+++ Materials provided +++

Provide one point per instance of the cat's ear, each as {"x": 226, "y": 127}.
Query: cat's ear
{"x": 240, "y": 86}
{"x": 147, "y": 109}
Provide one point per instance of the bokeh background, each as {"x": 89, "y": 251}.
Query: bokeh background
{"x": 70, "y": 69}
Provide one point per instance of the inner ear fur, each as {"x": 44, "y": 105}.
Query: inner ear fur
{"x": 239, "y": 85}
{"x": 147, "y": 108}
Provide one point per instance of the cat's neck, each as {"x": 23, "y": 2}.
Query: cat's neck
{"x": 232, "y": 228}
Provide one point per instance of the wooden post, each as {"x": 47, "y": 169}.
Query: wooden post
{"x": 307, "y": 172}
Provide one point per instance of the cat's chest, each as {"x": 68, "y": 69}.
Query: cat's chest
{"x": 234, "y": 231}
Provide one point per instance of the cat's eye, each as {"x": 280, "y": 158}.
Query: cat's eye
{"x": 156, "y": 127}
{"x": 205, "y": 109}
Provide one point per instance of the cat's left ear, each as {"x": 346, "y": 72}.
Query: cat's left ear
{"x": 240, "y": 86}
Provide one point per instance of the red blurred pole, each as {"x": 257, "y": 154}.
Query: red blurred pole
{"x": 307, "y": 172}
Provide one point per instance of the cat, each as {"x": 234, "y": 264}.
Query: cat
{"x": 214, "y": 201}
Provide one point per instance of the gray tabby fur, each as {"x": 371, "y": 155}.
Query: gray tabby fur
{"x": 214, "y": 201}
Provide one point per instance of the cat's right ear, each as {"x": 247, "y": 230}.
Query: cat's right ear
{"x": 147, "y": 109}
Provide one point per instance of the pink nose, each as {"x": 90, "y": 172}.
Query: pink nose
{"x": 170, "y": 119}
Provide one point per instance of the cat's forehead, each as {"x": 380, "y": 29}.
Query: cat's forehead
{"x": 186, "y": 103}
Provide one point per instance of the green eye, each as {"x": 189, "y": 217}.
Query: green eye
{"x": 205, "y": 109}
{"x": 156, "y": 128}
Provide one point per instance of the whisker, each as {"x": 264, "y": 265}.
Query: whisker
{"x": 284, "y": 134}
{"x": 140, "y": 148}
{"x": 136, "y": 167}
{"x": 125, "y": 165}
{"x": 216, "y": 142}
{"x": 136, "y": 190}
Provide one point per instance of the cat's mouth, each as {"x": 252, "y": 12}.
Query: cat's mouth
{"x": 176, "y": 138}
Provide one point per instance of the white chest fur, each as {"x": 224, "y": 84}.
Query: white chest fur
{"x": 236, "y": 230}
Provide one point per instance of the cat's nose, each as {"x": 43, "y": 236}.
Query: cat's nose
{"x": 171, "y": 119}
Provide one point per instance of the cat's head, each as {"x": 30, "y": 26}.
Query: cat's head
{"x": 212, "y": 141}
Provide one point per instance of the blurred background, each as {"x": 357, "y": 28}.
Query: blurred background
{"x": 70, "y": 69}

+++

Work to do: Change "pink nose" to "rosy nose" in the listing, starting at the line that contains "Provide one point per instance of the gray" and running through the last line. Give back only those lines, with nothing else altered.

Response to the task:
Provide one point per instance of the gray tabby fur, each as {"x": 371, "y": 155}.
Query: gray tabby fur
{"x": 214, "y": 201}
Provide one point per instance of the cat's right ear, each as {"x": 247, "y": 230}.
Query: cat's right ear
{"x": 147, "y": 109}
Provide one point per instance of the rosy nose, each as {"x": 90, "y": 172}.
Query: rosy nose
{"x": 170, "y": 119}
Provide one point per instance of the cat's forehead, each as {"x": 380, "y": 29}.
Query: cat's forehead
{"x": 186, "y": 103}
Provide one point per instance of the green eye, each as {"x": 189, "y": 217}.
Query: green eye
{"x": 205, "y": 109}
{"x": 156, "y": 128}
Provide one point per instance of the whisker, each as {"x": 264, "y": 265}.
Query: whisker
{"x": 284, "y": 134}
{"x": 140, "y": 148}
{"x": 136, "y": 167}
{"x": 125, "y": 165}
{"x": 216, "y": 142}
{"x": 136, "y": 190}
Provide one point per instance of the cat's mouth, each as {"x": 252, "y": 12}.
Query: cat's mouth
{"x": 176, "y": 138}
Provide one point per instance of the white chest fur, each as {"x": 224, "y": 84}.
Query: white chest fur
{"x": 236, "y": 230}
Provide one point per instance of the cat's nose, each as {"x": 43, "y": 236}.
Query: cat's nose
{"x": 171, "y": 119}
Provide one point per instance of the cat's head, each as {"x": 30, "y": 26}.
Query: cat's head
{"x": 212, "y": 141}
Provide one point per instance of the blurred background, each as {"x": 357, "y": 28}.
Query: blurred background
{"x": 70, "y": 69}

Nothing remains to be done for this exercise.